_TASK DIRECTIONS_: Report how many lines in the data below contain the string "brown". Give the number alone.

_DATA TO PROCESS_:
»»

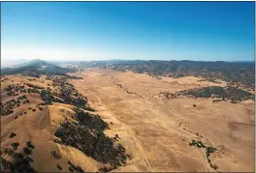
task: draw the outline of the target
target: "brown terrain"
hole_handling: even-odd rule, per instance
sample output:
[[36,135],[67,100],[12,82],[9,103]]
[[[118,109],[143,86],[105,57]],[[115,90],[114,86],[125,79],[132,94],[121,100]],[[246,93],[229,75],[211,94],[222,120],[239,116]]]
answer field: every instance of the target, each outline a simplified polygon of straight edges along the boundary
[[[192,139],[217,149],[209,156],[211,163],[218,167],[217,171],[254,171],[253,101],[234,104],[227,101],[213,102],[213,99],[167,99],[163,95],[163,92],[175,93],[200,86],[225,86],[224,81],[211,83],[192,76],[159,79],[132,72],[99,69],[70,75],[83,78],[70,81],[97,110],[92,114],[100,115],[109,124],[110,130],[105,133],[110,137],[118,134],[118,143],[131,156],[126,165],[113,172],[215,172],[205,150],[189,145]],[[31,77],[8,75],[8,80],[1,83],[1,101],[15,98],[4,92],[10,84],[29,82],[54,90],[52,82],[45,77],[28,81]],[[72,106],[54,102],[42,105],[43,111],[39,111],[40,97],[30,93],[27,98],[31,103],[21,103],[15,113],[1,116],[1,151],[14,142],[19,143],[19,151],[31,141],[35,146],[30,155],[34,160],[31,165],[38,172],[67,172],[67,160],[85,172],[98,171],[101,162],[74,147],[53,141],[56,138],[53,133],[60,123],[67,119],[74,121],[71,119]],[[28,110],[28,107],[36,111]],[[27,114],[21,116],[24,111]],[[16,136],[10,138],[11,132]],[[52,151],[61,158],[54,159]],[[10,160],[11,157],[5,159]],[[61,165],[62,170],[56,164]]]

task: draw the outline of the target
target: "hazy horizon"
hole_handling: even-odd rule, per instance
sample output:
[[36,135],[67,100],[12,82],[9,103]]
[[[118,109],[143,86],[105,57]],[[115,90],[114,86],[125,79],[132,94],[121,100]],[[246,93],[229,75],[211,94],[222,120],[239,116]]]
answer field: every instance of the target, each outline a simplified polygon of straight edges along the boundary
[[1,64],[254,61],[254,2],[2,2]]

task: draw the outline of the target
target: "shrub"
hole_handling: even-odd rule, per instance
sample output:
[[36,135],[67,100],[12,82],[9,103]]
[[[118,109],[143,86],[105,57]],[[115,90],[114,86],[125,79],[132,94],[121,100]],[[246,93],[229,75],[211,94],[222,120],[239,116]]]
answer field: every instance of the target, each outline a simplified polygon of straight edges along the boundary
[[29,149],[28,147],[23,148],[23,152],[26,155],[31,155],[33,153],[33,151],[31,149]]
[[31,141],[27,141],[26,145],[31,149],[35,149],[35,146],[31,143]]
[[16,135],[16,134],[15,132],[11,132],[9,138],[13,138],[13,137],[15,137]]
[[14,155],[15,154],[15,151],[14,150],[12,150],[12,149],[7,149],[7,154],[9,155],[9,156],[12,156],[12,155]]
[[14,150],[16,150],[17,147],[19,146],[19,143],[18,142],[14,142],[11,145],[13,146]]
[[56,151],[51,151],[50,154],[56,159],[59,159],[61,158],[60,155],[58,155]]
[[57,164],[57,168],[58,168],[59,170],[62,170],[62,167],[61,167],[59,164]]

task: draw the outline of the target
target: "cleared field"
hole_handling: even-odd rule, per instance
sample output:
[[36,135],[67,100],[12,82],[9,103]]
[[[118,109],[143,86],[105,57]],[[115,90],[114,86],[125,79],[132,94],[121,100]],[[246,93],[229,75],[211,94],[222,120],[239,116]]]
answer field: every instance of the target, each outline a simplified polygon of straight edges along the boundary
[[[225,86],[197,77],[156,78],[131,72],[119,72],[110,70],[88,69],[70,73],[83,79],[69,79],[78,91],[86,96],[89,105],[96,109],[91,114],[99,115],[110,126],[105,133],[109,137],[118,135],[118,143],[131,159],[125,166],[113,172],[214,172],[206,151],[190,146],[192,139],[202,141],[217,150],[209,156],[211,164],[218,171],[254,170],[254,101],[231,103],[228,101],[213,102],[213,99],[178,97],[167,99],[164,92],[205,86]],[[37,79],[8,75],[1,85],[1,101],[16,100],[8,96],[8,85],[32,85],[52,91],[51,80],[46,76]],[[26,84],[24,84],[26,85]],[[23,94],[20,94],[20,96]],[[14,113],[1,116],[1,151],[14,142],[20,152],[31,141],[35,146],[30,158],[38,172],[68,172],[71,161],[85,172],[98,171],[103,163],[87,157],[81,151],[54,142],[54,131],[65,121],[75,121],[73,105],[54,102],[52,105],[38,105],[42,102],[39,94],[26,93],[30,103],[14,108]],[[29,109],[31,107],[31,109]],[[35,109],[36,111],[33,111]],[[26,112],[26,114],[23,114]],[[10,134],[16,135],[10,138]],[[55,159],[55,151],[61,158]],[[7,160],[12,157],[2,155]],[[48,166],[46,166],[48,165]],[[56,166],[60,165],[61,170]]]
[[109,135],[117,132],[131,153],[131,164],[118,171],[215,171],[202,149],[188,145],[192,139],[217,148],[209,159],[219,171],[254,170],[254,101],[167,100],[161,94],[225,82],[190,76],[157,79],[97,69],[72,75],[83,77],[72,83],[113,124]]

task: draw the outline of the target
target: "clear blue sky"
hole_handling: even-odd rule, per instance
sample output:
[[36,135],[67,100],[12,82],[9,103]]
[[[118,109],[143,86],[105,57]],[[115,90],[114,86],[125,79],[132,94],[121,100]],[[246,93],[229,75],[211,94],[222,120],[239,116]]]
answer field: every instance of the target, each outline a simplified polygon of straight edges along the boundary
[[254,60],[254,2],[1,5],[5,60]]

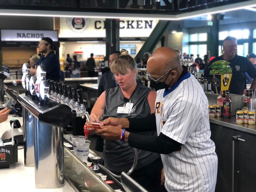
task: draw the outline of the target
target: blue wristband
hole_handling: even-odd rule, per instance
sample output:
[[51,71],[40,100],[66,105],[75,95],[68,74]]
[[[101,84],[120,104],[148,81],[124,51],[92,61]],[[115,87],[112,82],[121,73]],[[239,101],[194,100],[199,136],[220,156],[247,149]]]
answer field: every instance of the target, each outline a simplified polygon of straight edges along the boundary
[[122,134],[121,135],[121,138],[120,138],[120,141],[123,141],[123,140],[125,139],[125,133],[126,131],[126,129],[124,129],[123,130],[123,132],[122,132]]

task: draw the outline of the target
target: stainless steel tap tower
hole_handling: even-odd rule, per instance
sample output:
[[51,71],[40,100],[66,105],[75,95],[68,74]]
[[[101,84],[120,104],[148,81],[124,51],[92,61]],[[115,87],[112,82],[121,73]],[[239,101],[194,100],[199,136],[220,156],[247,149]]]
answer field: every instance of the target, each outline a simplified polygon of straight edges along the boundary
[[27,64],[23,67],[22,84],[26,91],[18,100],[25,110],[25,165],[35,166],[36,188],[60,187],[64,185],[63,127],[72,121],[72,111],[49,97],[44,66],[38,67],[36,81],[29,75]]

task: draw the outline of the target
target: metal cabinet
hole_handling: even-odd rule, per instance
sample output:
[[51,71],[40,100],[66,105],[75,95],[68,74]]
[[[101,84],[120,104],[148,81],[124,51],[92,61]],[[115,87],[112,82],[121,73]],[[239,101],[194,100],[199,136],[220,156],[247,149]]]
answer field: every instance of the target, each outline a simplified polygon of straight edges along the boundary
[[235,131],[211,123],[211,139],[215,144],[218,157],[218,169],[215,191],[232,191],[232,145]]
[[235,192],[256,191],[256,136],[239,131],[234,137],[234,182]]
[[218,157],[215,191],[256,190],[256,135],[211,123]]

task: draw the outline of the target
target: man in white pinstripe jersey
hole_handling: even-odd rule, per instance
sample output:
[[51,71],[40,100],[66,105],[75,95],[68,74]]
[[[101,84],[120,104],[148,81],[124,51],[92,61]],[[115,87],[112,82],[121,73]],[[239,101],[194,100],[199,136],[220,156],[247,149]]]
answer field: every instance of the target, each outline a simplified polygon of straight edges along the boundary
[[[170,48],[156,49],[147,68],[150,86],[159,89],[155,114],[139,118],[109,118],[103,123],[110,125],[96,133],[112,140],[122,134],[130,146],[161,153],[167,191],[214,191],[218,159],[210,139],[208,103],[203,90]],[[149,127],[156,129],[158,136],[135,133]]]

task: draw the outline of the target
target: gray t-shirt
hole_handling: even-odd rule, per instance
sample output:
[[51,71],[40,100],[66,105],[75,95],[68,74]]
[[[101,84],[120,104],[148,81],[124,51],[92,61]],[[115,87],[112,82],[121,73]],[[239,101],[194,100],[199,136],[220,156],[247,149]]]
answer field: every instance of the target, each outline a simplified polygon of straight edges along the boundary
[[[133,103],[129,114],[117,113],[117,107],[123,107],[125,102],[124,96],[120,87],[106,91],[105,104],[102,119],[110,117],[117,118],[133,118],[146,116],[150,113],[147,101],[147,96],[150,89],[144,85],[137,83],[137,86],[131,97],[131,102]],[[137,134],[156,136],[156,131],[149,131]],[[116,141],[104,140],[103,156],[105,165],[113,171],[128,171],[133,165],[134,154],[132,149],[128,143]],[[137,149],[138,162],[135,169],[141,168],[155,161],[160,155],[155,153]]]

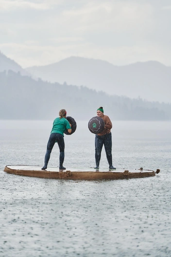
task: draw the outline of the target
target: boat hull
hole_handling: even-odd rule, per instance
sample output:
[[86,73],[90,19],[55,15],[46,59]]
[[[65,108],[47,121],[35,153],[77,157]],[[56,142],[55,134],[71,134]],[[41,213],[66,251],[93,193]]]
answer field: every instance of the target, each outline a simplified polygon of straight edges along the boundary
[[89,169],[67,169],[61,171],[56,168],[49,168],[46,170],[41,170],[38,166],[28,165],[7,165],[4,171],[8,173],[34,177],[44,179],[97,180],[119,180],[146,178],[155,176],[154,170],[138,169],[117,169],[116,170],[96,170]]

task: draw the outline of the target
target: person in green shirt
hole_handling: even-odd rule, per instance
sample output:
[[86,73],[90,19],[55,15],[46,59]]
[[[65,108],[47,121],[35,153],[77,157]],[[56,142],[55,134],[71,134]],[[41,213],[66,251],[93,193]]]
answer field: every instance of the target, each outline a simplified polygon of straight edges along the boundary
[[64,133],[67,130],[70,134],[71,133],[71,125],[66,119],[66,110],[65,109],[62,109],[59,112],[59,117],[56,118],[53,121],[53,127],[47,145],[47,151],[45,157],[45,164],[42,168],[42,170],[45,170],[47,168],[51,153],[56,142],[58,143],[60,151],[59,169],[66,169],[66,168],[63,166],[65,157]]

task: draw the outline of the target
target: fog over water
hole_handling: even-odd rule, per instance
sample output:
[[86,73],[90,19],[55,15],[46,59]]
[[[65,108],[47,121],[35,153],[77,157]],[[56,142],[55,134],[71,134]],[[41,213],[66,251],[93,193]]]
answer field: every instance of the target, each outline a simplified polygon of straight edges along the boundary
[[[65,135],[69,167],[93,167],[87,121]],[[161,170],[151,178],[62,181],[6,173],[43,165],[52,121],[0,121],[0,256],[170,257],[171,122],[113,121],[117,168]],[[55,145],[49,166],[59,165]],[[103,149],[100,166],[108,164]]]

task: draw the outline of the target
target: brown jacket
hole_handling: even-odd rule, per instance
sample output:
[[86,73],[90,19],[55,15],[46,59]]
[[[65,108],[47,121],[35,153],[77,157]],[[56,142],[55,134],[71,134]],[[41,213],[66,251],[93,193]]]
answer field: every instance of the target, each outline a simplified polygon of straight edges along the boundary
[[101,132],[101,133],[98,134],[98,136],[103,136],[105,134],[108,134],[110,132],[110,129],[112,128],[112,123],[108,116],[103,115],[103,120],[105,124],[104,129],[103,131]]

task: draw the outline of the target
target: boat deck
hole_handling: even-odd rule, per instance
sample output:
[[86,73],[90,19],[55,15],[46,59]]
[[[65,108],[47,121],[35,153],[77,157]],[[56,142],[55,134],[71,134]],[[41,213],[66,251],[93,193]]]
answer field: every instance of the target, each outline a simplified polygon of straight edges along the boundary
[[42,166],[26,165],[8,165],[4,171],[20,176],[42,178],[67,180],[117,180],[145,178],[155,176],[154,170],[139,169],[117,168],[109,171],[108,169],[96,170],[94,168],[69,168],[59,170],[57,167],[48,167],[41,170]]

««

_ANSWER FOR THIS EXERCISE_: 2